§ **Document excerpt**:
• • •

Korbit is a South Korean company that is heavily vested in the cryptocurrency market. The brand is owned and operated by Korbit Inc, a company located in Gangnam-gu, Seoul, South Korea. The brand commenced operations in 2014 after securing huge financing from several venture capitalists.

Korbit performs the following cryptocurrency-related services:

  • Cryptocurrency trading for the local South Korean market.
  • Fiat to cryptocurrency exchange services using the South Korean Won (KRW) as the fiat currency of choice.

South Korea has a large cryptocurrency trading market, largely populated by local players and companies who moved there when the Chinese ban on cryptocurrency trading came into effect. By providing the local and regional market the opportunity to use the local currency to purchase cryptocurrency tokens or secure cryptocurrencies for trading purposes, Korbit fulfills a large need.

So Korbit is a very well-known exchange, and they get fined for a matter like that has been a matter of talk between crypto experts.

• • •

§ **Data provided**:

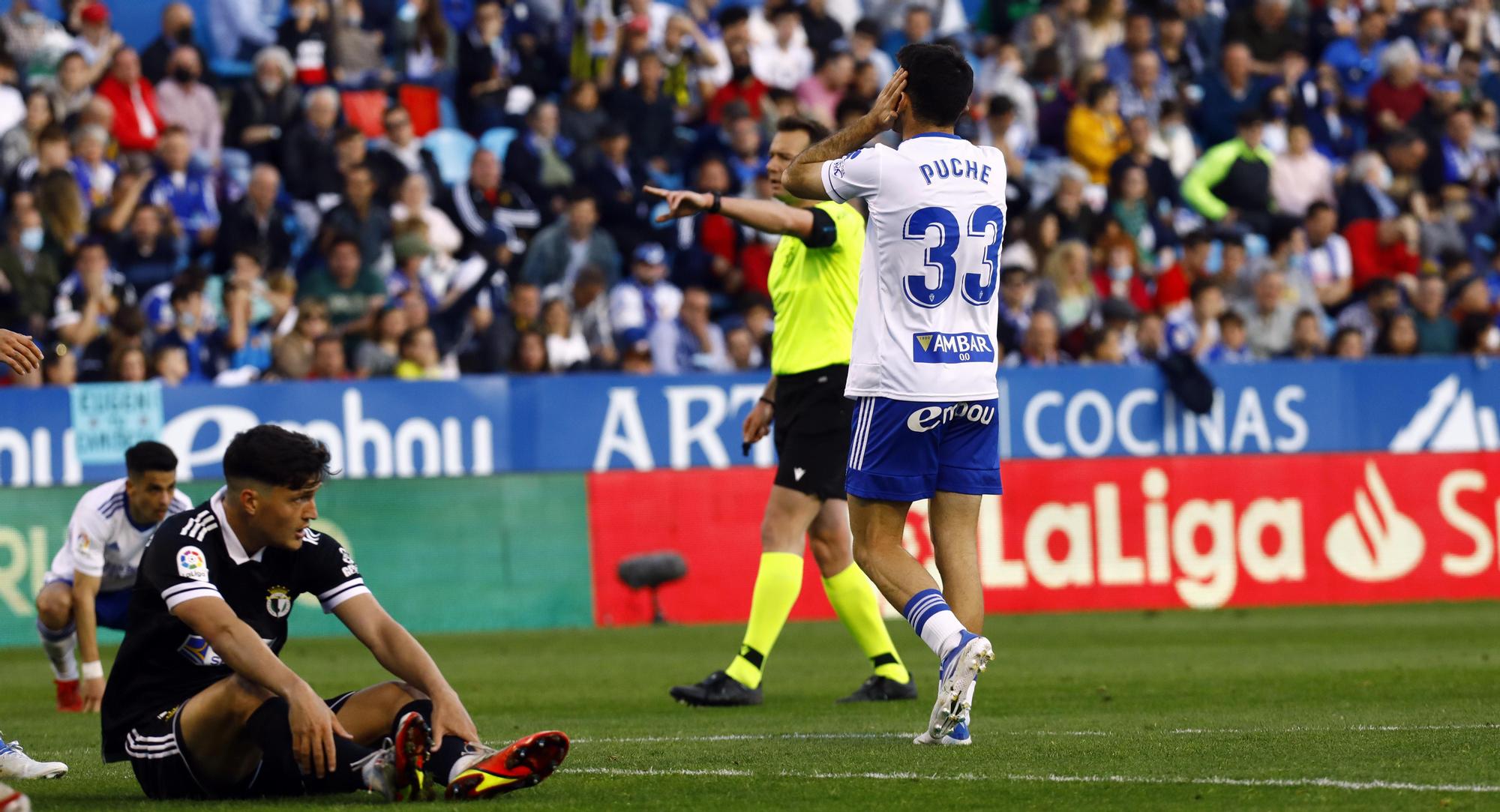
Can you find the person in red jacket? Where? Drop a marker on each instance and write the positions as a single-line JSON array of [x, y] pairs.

• • •

§ **Requirement**: Can you reproduce the Korbit passage word for word, from "Korbit performs the" up to and including "a large need."?

§ **Solution to the problem**:
Korbit performs the following cryptocurrency-related services:

  • Cryptocurrency trading for the local South Korean market.
  • Fiat to cryptocurrency exchange services using the South Korean Won (KRW) as the fiat currency of choice.

South Korea has a large cryptocurrency trading market, largely populated by local players and companies who moved there when the Chinese ban on cryptocurrency trading came into effect. By providing the local and regional market the opportunity to use the local currency to purchase cryptocurrency tokens or secure cryptocurrencies for trading purposes, Korbit fulfills a large need.